Stored records:
....
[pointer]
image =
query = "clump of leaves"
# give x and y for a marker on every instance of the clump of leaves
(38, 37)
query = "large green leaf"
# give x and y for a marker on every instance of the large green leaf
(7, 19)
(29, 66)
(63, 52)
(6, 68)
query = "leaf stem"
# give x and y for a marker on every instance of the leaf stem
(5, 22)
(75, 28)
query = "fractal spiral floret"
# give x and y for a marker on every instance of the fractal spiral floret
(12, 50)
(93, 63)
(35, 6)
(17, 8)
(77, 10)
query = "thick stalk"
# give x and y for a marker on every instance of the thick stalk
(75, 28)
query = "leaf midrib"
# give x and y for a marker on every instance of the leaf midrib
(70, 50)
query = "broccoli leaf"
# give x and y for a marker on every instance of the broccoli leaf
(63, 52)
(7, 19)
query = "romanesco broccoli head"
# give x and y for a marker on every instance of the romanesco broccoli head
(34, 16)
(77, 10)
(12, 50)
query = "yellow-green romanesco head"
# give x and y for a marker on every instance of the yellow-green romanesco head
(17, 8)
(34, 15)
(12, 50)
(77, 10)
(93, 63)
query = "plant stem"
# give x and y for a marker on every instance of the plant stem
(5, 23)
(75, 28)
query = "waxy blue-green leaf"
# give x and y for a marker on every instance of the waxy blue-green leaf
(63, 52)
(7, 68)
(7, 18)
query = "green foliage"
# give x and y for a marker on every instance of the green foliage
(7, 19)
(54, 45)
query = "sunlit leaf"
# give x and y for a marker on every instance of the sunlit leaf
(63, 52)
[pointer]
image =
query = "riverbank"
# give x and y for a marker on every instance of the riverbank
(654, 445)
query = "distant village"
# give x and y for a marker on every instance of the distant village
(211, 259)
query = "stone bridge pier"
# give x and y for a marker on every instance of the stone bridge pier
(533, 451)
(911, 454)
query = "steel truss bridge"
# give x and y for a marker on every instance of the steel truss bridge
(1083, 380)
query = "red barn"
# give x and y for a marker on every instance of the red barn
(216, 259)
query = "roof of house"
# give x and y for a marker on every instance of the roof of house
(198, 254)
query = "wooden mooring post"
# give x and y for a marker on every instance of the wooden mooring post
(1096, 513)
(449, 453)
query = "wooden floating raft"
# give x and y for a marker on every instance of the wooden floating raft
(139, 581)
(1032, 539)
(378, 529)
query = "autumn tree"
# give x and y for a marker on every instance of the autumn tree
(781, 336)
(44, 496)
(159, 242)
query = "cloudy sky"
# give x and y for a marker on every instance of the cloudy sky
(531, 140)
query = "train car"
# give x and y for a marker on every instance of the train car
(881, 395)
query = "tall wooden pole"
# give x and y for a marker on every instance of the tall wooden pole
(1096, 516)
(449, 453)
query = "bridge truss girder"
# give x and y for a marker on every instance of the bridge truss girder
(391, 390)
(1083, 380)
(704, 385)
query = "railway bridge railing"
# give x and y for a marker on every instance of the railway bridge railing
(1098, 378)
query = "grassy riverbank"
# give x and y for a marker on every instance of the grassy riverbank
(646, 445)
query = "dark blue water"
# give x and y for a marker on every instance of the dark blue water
....
§ INSTRUCTIONS FOR THE TASK: Your task is to repeat the data exactly; please include every line.

§ TASK SOLUTION:
[pointer]
image =
query = "clump of leaves"
# give x and y for a marker on every instance of the clump of leaves
(38, 37)
query = "large green leaf"
# give x and y for a marker on every instance of the large green leaf
(7, 19)
(29, 66)
(63, 52)
(6, 68)
query = "leaf stem"
# give x and y for a marker on every instance of the leaf stem
(5, 22)
(75, 28)
query = "fractal spiral floret"
# give x and y for a marker on every instance of the fractal spiral floret
(12, 50)
(93, 63)
(35, 6)
(17, 8)
(77, 10)
query = "thick stalk"
# give x and y for a marker on every instance of the thick stalk
(75, 28)
query = "leaf midrib"
# give x and y for a marker on every instance of the leaf midrib
(70, 50)
query = "broccoli leaf"
# give x and y for a marker on every instance of the broccoli leaf
(63, 52)
(7, 19)
query = "romanesco broccoli head"
# give x and y for a marker on every instance of the romanesco broccoli head
(34, 16)
(77, 10)
(12, 50)
query = "yellow-green romanesco head"
# give x and y for a marker on every instance of the yellow-green romanesco head
(17, 8)
(34, 15)
(12, 50)
(77, 10)
(93, 63)
query = "plant stem"
# give x and y for a marker on every instance of the plant stem
(5, 23)
(75, 28)
query = "waxy blue-green leaf"
# give x and y for a marker on every instance of the waxy blue-green leaf
(63, 52)
(7, 68)
(7, 18)
query = "green foliage"
# give x and y for a marker on every instance of the green foliage
(7, 19)
(54, 45)
query = "sunlit leaf"
# give x and y for a marker on every instance of the sunlit leaf
(63, 52)
[pointer]
image =
query = "riverbank"
# give x and y for a marker on every instance of the riverbank
(654, 445)
query = "distant village"
# give x and y for a marker on every instance of the distant village
(211, 259)
query = "stone bridge pier"
# give x and y for a marker on every instance of the stone bridge pier
(533, 451)
(911, 454)
query = "steel truss bridge"
# give x and y for a marker on every instance of the steel truss bridge
(1083, 380)
query = "red barn"
# give x and y for a marker on every instance of the red barn
(216, 259)
query = "roof of house"
# give x and y for a marker on every instance of the roof of house
(198, 254)
query = "wooden mooring post"
# give x and y for a marker on every instance of the wooden mooring post
(1096, 513)
(449, 453)
query = "wooden floating raft"
# give x and y for a marker on every instance of the wooden floating raft
(139, 581)
(1032, 539)
(378, 529)
query = "autumn tree"
# give x and y for a marker on every instance of the autumn tree
(781, 336)
(44, 496)
(159, 242)
query = "cloudy sky"
# give x and y for a marker on every instance of the cloudy sky
(531, 140)
query = "train car"
# give x and y for a marker on every instance of the train car
(881, 395)
query = "tall wooden pole"
# give x and y for a marker on every instance of the tall wooden pole
(1096, 516)
(449, 453)
query = "bridge truss girder"
# give x and y for a marker on every instance of the bridge truss girder
(391, 390)
(1083, 380)
(704, 385)
query = "railway bridge railing"
# give x and y for a marker on every instance of the railway bridge railing
(1098, 378)
query = "grassy riverbank"
# give x and y for a marker on every instance of the grassy riverbank
(646, 445)
query = "dark blue water"
# give x and y for a marker on every instance of the dark blue water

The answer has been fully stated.